Task instructions:
Repeat everything in the news transcript from "Nightly News |" down to "chunk of it.", word for word.

Extract to read:
....

Nightly News | November 05, 2011
LESTER HOLT, anchor: Now to a situation where every second counts, getting help as quickly as possible to people in a time of emergency. In some cities, first responders now using cutting-edge technology to save lives and it's yielding some dramatic results. Here's NBC's Tom Costello.
Unidentified Woman #1: Engine 33, tower 32.
TOM COSTELLO reporting: In a business where time, minutes and seconds can be the enemy, new technology is helping to cut out a big chunk of it.
Unidentified Man #1: A......female trapped near the fourth floor.
COSTELLO: They're called locution systems, advanced computer-assisted dispatching now dramatically cutting response times for firefighters and medics.
Unidentified Dispatcher: OK. And tell me exactly what happened.
COSTELLO: In South Metro Denver , dispatchers manage a 270 square mile area. For years computers have pinpointed the caller's location. But now dispatchers only have to input the type of emergency, hit enter...
Unidentified Woman #2: Engine 33, medic 33. Fall victim.

....

(Entries taken from a collection)
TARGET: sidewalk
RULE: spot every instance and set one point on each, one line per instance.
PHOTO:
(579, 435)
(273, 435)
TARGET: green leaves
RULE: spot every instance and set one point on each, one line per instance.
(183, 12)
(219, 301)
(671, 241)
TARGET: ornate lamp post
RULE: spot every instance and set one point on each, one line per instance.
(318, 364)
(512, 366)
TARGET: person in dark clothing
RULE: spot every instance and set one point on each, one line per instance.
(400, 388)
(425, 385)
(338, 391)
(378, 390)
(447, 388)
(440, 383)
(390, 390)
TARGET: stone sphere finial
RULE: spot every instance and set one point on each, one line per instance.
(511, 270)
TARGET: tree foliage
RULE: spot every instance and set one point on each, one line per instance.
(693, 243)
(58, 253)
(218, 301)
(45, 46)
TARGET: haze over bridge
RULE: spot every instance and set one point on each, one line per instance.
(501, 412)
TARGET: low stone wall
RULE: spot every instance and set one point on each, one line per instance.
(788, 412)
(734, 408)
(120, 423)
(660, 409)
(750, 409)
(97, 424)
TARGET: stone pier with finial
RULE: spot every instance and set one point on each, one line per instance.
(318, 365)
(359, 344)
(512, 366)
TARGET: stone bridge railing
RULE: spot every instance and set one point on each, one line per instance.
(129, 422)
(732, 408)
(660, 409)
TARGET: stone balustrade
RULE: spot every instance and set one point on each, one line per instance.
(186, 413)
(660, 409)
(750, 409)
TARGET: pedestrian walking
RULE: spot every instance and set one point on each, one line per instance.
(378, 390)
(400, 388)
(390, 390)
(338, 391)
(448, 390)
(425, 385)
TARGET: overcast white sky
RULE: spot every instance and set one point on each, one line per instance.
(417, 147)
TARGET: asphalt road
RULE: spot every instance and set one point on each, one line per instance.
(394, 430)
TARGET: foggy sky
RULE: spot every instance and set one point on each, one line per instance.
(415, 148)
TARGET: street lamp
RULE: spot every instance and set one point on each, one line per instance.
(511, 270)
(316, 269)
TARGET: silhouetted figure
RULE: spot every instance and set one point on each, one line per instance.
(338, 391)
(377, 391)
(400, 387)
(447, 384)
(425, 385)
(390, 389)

....

Solution for this task:
Nightly News | November 05, 2011
LESTER HOLT, anchor: Now to a situation where every second counts, getting help as quickly as possible to people in a time of emergency. In some cities, first responders now using cutting-edge technology to save lives and it's yielding some dramatic results. Here's NBC's Tom Costello.
Unidentified Woman #1: Engine 33, tower 32.
TOM COSTELLO reporting: In a business where time, minutes and seconds can be the enemy, new technology is helping to cut out a big chunk of it.